Page text
The Core Philosophy: Usage First, Implementation After
In the career of an architect, there is a transformative "aha moment" where disparate coding tricks and design patterns coalesce into a single, strategic framework. For Jonathan Boccara, this synthesis was triggered by a guest post from Miguel Raggi and reinforced across three distinct, high-pressure projects. This realization led to the "Usage First" mindset—a fundamental shift from technical construction to purposeful design.
The Usage First Principle: Prioritize the interface of the consumer over the convenience of the provider. Design the output, the interface, or the experience first—assuming any underlying implementation is possible—before determining technical constraints or storage requirements.
By adopting this architectural discipline, project leaders secure three critical business advantages:
- Higher User Retention and Conversion (Happy Users): By defining the ideal experience without initial technical bias, you identify the "awesome ideas" that drive engagement. Implementation costs are addressed only after the value proposition is solidified.

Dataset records
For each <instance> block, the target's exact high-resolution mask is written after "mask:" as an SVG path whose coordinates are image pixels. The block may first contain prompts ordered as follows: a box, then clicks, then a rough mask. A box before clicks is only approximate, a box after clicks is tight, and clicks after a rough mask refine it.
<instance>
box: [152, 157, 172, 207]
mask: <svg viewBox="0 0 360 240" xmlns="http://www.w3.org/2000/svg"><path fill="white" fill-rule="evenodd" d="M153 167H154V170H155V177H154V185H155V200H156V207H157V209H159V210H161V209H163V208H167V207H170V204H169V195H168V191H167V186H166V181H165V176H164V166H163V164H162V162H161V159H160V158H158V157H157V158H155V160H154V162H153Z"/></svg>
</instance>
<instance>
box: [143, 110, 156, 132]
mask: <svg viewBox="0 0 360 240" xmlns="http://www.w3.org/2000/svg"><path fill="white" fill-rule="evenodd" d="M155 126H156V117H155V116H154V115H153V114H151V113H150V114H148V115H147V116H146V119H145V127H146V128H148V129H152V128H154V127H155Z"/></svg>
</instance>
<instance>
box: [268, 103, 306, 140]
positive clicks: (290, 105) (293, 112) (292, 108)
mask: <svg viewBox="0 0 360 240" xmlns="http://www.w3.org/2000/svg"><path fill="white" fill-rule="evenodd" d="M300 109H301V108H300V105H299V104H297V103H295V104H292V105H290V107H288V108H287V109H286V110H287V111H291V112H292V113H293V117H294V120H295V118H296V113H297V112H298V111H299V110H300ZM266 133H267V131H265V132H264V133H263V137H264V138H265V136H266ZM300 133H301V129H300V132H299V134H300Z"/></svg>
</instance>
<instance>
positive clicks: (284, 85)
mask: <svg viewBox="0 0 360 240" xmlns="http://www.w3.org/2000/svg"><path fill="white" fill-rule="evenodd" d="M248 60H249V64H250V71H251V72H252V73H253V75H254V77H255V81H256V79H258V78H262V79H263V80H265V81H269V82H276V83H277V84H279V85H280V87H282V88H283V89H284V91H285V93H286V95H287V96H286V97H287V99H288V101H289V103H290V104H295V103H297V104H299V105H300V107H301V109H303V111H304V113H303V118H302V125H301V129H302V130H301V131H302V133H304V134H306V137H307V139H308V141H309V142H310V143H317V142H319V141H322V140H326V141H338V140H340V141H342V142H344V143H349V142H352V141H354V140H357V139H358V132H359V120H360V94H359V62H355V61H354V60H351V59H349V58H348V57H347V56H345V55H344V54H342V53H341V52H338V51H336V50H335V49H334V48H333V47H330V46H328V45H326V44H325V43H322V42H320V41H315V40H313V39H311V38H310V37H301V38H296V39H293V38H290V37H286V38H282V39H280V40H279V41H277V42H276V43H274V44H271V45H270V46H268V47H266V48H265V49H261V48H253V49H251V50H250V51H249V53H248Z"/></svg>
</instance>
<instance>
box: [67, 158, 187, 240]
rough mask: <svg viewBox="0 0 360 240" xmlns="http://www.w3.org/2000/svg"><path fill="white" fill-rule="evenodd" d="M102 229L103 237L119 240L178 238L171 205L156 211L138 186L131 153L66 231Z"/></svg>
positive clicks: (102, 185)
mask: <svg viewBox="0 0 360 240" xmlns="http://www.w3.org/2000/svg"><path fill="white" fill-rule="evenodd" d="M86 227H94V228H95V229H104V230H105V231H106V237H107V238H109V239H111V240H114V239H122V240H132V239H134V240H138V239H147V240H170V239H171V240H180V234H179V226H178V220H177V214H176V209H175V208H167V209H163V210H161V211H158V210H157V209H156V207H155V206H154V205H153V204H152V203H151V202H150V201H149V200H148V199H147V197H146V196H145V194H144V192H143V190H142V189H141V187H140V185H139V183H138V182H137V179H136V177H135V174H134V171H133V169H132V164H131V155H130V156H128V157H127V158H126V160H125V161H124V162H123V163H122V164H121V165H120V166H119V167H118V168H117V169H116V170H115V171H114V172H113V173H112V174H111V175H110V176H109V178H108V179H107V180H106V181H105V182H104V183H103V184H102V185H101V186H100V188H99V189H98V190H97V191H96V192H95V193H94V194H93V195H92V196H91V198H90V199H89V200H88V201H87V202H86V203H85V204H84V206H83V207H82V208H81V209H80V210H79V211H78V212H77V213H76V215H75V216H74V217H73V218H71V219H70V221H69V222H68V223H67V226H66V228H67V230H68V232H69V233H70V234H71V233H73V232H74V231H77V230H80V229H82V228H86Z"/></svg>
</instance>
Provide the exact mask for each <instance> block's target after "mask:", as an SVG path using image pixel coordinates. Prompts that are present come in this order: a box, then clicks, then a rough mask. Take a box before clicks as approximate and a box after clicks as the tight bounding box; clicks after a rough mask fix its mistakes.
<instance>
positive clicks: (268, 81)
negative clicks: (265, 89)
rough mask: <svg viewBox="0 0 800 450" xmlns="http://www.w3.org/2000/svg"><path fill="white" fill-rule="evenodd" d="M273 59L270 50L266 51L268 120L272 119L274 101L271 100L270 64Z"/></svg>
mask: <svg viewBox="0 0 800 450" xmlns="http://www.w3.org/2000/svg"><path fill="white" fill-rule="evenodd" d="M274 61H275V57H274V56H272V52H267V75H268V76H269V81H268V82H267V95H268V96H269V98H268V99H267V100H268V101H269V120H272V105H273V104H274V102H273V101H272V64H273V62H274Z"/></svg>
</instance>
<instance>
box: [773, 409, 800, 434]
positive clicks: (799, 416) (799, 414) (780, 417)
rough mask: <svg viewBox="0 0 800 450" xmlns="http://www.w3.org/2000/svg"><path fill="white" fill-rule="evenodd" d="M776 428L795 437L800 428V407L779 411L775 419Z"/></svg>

Assigned task 1
Copy the passage on the Usage First principle in full, word for word.
Assigned task 2
How many lines of the rows contain the string "positive"? Reply with the number only.
These rows are unrelated to the passage on the Usage First principle.

Answer section 1
The Core Philosophy: Usage First, Implementation After
In the career of an architect, there is a transformative "aha moment" where disparate coding tricks and design patterns coalesce into a single, strategic framework. For Jonathan Boccara, this synthesis was triggered by a guest post from Miguel Raggi and reinforced across three distinct, high-pressure projects. This realization led to the "Usage First" mindset—a fundamental shift from technical construction to purposeful design.
The Usage First Principle: Prioritize the interface of the consumer over the convenience of the provider. Design the output, the interface, or the experience first—assuming any underlying implementation is possible—before determining technical constraints or storage requirements.
By adopting this architectural discipline, project leaders secure three critical business advantages:
- Higher User Retention and Conversion (Happy Users): By defining the ideal experience without initial technical bias, you identify the "awesome ideas" that drive engagement. Implementation costs are addressed only after the value proposition is solidified.

Answer section 2
5